[PROBLEM DESCRIPTION] Which lines of the items below contain the string "target"? Pull out each such line and copy it, treating uppercase and lowercase as different.

[AVAILABLE DATA]
*-*-*

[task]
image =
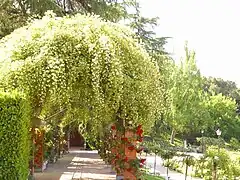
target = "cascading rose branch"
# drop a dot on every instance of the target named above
(92, 67)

*-*-*

[EXERCISE OUTPUT]
target = "cascading rose branch"
# drop a dot on every instance of the target named above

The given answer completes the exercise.